- _Exercise requirements_
Rewrite every one of the lines below, replacing "one dot per instance" with "one dot for each instance" wherever it occurs and leaving everything else unchanged.

┄┄┄┄┄┄

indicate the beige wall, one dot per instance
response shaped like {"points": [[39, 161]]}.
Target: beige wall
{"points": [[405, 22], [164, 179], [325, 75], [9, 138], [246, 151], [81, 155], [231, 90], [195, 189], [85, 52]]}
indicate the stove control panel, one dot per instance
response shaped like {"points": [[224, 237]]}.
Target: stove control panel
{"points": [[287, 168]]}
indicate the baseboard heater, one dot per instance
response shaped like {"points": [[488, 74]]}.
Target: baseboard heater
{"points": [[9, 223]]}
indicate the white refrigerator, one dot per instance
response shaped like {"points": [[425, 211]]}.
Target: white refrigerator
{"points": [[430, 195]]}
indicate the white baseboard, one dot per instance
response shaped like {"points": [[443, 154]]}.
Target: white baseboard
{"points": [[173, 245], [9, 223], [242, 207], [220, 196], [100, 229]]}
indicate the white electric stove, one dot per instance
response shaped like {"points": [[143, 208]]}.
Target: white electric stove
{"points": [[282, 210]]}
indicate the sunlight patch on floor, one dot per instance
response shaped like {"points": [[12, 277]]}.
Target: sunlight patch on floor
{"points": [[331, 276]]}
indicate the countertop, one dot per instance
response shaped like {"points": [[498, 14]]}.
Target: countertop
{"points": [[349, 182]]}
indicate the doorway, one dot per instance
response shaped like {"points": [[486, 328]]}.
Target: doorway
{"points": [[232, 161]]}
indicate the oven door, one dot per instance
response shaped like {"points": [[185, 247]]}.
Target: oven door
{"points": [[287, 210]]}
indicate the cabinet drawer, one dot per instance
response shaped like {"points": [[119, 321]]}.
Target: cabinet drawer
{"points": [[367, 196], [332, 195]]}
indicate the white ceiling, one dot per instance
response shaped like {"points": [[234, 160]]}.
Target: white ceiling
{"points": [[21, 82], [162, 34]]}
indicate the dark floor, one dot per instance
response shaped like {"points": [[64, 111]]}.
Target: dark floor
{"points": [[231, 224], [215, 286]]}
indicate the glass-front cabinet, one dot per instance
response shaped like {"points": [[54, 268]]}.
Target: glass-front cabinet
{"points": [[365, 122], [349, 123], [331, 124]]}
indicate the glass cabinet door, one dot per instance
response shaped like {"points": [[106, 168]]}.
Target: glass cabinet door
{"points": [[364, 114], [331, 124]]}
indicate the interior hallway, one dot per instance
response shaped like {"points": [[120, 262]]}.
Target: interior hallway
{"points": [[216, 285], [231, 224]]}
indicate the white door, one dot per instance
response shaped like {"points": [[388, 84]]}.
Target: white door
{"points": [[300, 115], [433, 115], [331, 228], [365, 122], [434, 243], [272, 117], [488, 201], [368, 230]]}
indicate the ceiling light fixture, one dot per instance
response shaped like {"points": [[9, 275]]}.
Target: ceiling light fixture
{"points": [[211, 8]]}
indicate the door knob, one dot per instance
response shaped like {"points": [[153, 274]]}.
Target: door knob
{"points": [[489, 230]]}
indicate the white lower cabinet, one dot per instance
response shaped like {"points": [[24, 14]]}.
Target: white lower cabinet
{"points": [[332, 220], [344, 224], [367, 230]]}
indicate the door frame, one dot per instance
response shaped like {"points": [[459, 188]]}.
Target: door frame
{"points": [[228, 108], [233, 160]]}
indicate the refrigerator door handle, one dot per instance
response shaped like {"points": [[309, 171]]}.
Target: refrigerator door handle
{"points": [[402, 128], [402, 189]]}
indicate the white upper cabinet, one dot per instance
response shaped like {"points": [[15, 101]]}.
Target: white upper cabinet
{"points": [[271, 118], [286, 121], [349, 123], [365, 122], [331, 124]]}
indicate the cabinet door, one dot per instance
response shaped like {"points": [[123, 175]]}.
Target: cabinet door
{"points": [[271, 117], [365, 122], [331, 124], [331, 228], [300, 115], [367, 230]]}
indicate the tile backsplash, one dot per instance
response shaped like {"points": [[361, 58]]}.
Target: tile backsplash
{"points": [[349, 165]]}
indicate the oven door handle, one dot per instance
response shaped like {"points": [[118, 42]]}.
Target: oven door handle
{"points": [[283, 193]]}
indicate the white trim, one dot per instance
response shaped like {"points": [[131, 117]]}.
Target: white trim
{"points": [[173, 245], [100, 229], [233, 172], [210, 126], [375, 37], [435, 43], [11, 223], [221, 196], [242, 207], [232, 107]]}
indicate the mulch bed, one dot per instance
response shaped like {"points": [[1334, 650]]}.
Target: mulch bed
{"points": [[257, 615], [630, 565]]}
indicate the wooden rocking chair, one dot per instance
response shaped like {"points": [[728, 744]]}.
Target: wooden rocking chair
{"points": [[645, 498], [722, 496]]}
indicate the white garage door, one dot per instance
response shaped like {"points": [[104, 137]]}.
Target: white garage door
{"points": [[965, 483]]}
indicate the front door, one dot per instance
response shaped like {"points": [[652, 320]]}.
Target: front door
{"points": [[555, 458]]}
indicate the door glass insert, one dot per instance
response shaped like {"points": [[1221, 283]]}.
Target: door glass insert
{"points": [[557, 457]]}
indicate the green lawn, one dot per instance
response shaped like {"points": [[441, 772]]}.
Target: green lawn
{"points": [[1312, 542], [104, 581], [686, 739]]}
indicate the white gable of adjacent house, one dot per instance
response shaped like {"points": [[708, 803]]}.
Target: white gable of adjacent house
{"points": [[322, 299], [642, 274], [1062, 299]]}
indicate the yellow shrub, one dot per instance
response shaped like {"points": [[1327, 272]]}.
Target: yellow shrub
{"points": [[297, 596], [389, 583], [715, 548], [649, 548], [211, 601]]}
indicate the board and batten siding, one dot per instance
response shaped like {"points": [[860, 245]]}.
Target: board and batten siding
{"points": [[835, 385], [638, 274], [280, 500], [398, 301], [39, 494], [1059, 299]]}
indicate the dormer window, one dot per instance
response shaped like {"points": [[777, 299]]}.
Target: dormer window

┄┄┄┄┄┄

- _The solution_
indicate the beige wall, one dot for each instance
response shaped like {"points": [[39, 161]]}.
Target: beige wall
{"points": [[405, 22], [164, 179], [325, 75], [9, 138], [246, 151], [81, 155], [231, 90], [195, 189], [85, 52]]}
indicate the stove control panel, one dot for each instance
response shaped like {"points": [[224, 237]]}.
Target: stove control panel
{"points": [[287, 168]]}
indicate the baseboard heater, one dot for each instance
response shaped like {"points": [[488, 74]]}.
Target: baseboard heater
{"points": [[9, 223]]}
indicate the white refrigerator, one dot for each instance
response shaped like {"points": [[425, 211]]}.
Target: white refrigerator
{"points": [[430, 195]]}
indicate the white baseboard, one dot for each instance
response shaped like {"points": [[443, 154]]}.
Target: white baseboard
{"points": [[173, 245], [9, 223], [242, 207], [220, 196], [100, 229]]}
indicate the white electric stove, one dot for each instance
response shaped like {"points": [[143, 208]]}.
Target: white electric stove
{"points": [[282, 210]]}
indicate the sunlight patch on floor, one dot for each instance
response shaped like {"points": [[12, 277]]}.
Target: sunlight patch on floor
{"points": [[331, 276]]}
indicate the countertop, one dot for each instance
response shaped like {"points": [[498, 14]]}.
Target: countertop
{"points": [[349, 182]]}
indicate the doorway, one dot for each instance
response shaped like {"points": [[486, 328]]}.
Target: doorway
{"points": [[232, 161]]}
indicate the oven door, one dot for each instance
response shaped like {"points": [[185, 247]]}.
Target: oven door
{"points": [[287, 210]]}
indicate the cabinet drawer, one dot for each instance
response shaped like {"points": [[119, 321]]}.
Target: cabinet drawer
{"points": [[367, 196], [332, 195]]}
indicate the white ceiling, one dot for each instance
response shaped like {"points": [[234, 160]]}.
Target: white ceiling
{"points": [[21, 82], [162, 34]]}
indicate the dark floor, one dot for each instance
response shaped like {"points": [[64, 111]]}.
Target: dark floor
{"points": [[231, 224], [215, 286]]}
indicate the glass-front cabinet, one dot for each instance
response shaped like {"points": [[54, 268]]}.
Target: glass-front cabinet
{"points": [[365, 122], [349, 123], [331, 124]]}
indicate the glass cabinet door, one dot for each instance
response shaped like {"points": [[106, 168]]}.
Target: glass cabinet door
{"points": [[364, 114], [331, 124]]}
indicate the interior hallway, one dot for each instance
response shaped like {"points": [[120, 262]]}.
Target: interior hallway
{"points": [[216, 285], [231, 224]]}
indicate the white door, one dot for each instance
response shaped like {"points": [[388, 84]]}.
Target: white door
{"points": [[300, 115], [433, 115], [331, 228], [365, 122], [434, 243], [272, 117], [488, 201], [368, 230]]}
indicate the ceiling light fixture, one dot for each instance
response shaped like {"points": [[9, 275]]}.
Target: ceiling light fixture
{"points": [[211, 8]]}
indicate the door knob, one dot for each instance
response shaped like {"points": [[153, 274]]}.
Target: door knob
{"points": [[489, 230]]}
indicate the white lower cabinet, one dot for each instance
response shaped like {"points": [[24, 14]]}.
Target: white lower cabinet
{"points": [[332, 220], [344, 224], [367, 230]]}
indicate the door frame, one dot for each instance
response shaped like {"points": [[459, 188]]}.
Target: door frame
{"points": [[228, 108], [233, 160]]}
indicate the refrigerator door handle, one dot for each instance
response shaped like {"points": [[309, 171]]}.
Target: refrigerator door handle
{"points": [[402, 128], [402, 189]]}
indicate the white upper cabinet, one dot for each instance
response shaped like {"points": [[15, 101]]}.
Target: white upper cabinet
{"points": [[271, 118], [286, 121], [349, 123], [365, 122], [331, 124]]}
indicate the cabinet door, one dot for each instance
response shaped like {"points": [[123, 175]]}.
Target: cabinet door
{"points": [[271, 117], [365, 122], [331, 124], [331, 228], [300, 115], [367, 230]]}
indicate the tile backsplash, one dot for each instance
response shaped like {"points": [[361, 58]]}.
Target: tile backsplash
{"points": [[349, 165]]}
indicate the oven door handle, one dot for each instance
response shaped like {"points": [[118, 42]]}.
Target: oven door handle
{"points": [[283, 193]]}
indicate the white trim, one dot for each instance
response shaped like {"points": [[131, 117]]}.
Target: white trim
{"points": [[173, 245], [100, 229], [233, 172], [210, 126], [375, 37], [435, 43], [11, 223], [221, 196], [242, 207], [232, 107]]}
indicate the mulch bed, one dot for each instance
response shaped like {"points": [[1334, 650]]}.
Target: mulch bed
{"points": [[257, 615], [630, 565]]}
indicate the wooden rocking chair, one dot for each instance
response shaped like {"points": [[728, 744]]}.
Target: wooden rocking chair
{"points": [[645, 498], [722, 496]]}
indicate the white garage door, one dot for each instance
response shaped like {"points": [[104, 137]]}.
Target: white garage door
{"points": [[965, 483]]}
indicate the front door, one dot for each instance
response shaped like {"points": [[652, 320]]}.
Target: front door
{"points": [[555, 458]]}
indicate the door glass insert, one dot for each instance
response shaped like {"points": [[1221, 283]]}.
Target: door glass insert
{"points": [[557, 457]]}
indicate the green lawn, one dot for each instance
response shaped like {"points": [[441, 772]]}.
Target: green lawn
{"points": [[1312, 542], [104, 581], [686, 739]]}
indicate the white gable of adjacent house, one dot for each instance
response shaped like {"points": [[708, 803]]}.
Target: white gable of adjacent house
{"points": [[322, 299], [642, 274], [1062, 299]]}
indicate the yellow shrub, one dot for each instance
response shaped like {"points": [[1327, 272]]}.
Target: yellow shrub
{"points": [[297, 596], [389, 583], [715, 548], [649, 548], [211, 601]]}
indicate the board and batten siding, one dot for each instance
response shaped like {"points": [[860, 245]]}.
Target: board and batten siding
{"points": [[835, 385], [638, 274], [280, 500], [398, 301], [39, 494], [1059, 299]]}
indicate the dormer window, one dot for each instance
response shaped like {"points": [[777, 299]]}.
Target: dormer window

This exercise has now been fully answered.